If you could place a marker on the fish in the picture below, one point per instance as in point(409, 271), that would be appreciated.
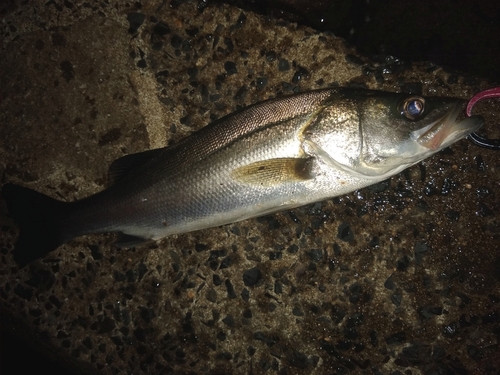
point(268, 157)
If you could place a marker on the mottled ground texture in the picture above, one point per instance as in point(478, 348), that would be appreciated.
point(401, 277)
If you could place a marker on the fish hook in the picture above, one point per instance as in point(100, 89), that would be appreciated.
point(491, 144)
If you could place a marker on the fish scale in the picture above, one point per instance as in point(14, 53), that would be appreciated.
point(275, 155)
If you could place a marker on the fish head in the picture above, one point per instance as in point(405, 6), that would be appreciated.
point(375, 134)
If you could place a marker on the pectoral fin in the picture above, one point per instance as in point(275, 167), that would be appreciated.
point(274, 171)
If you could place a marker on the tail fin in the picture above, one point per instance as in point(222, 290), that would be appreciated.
point(39, 218)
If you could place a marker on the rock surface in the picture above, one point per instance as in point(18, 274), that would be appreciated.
point(401, 276)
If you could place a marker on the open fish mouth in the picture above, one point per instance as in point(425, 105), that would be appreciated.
point(447, 129)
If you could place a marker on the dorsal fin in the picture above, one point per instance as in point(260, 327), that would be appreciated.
point(122, 166)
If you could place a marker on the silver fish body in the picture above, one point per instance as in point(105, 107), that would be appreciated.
point(275, 155)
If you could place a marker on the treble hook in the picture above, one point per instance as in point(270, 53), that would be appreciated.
point(492, 144)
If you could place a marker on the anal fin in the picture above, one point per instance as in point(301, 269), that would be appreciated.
point(127, 240)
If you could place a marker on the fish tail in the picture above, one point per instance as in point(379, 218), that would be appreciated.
point(39, 218)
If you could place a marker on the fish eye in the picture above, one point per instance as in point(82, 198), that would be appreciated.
point(412, 107)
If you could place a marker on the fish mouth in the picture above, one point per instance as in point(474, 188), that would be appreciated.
point(447, 130)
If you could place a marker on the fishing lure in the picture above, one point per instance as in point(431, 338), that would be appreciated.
point(491, 144)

◆ ◆ ◆

§ **Problem requirements**:
Everything from the line containing "If you could place a marker on the fish mouth" through the last line above should be set down exactly; include no other lines.

§ **Solution below**:
If you could place a marker on the fish mouth in the picture above, one point per instance as in point(474, 188), that would be appreciated.
point(447, 130)
If you could place a marker on the fishing lure in the picture above, one point per instance as in point(431, 338), that would be appreciated.
point(491, 144)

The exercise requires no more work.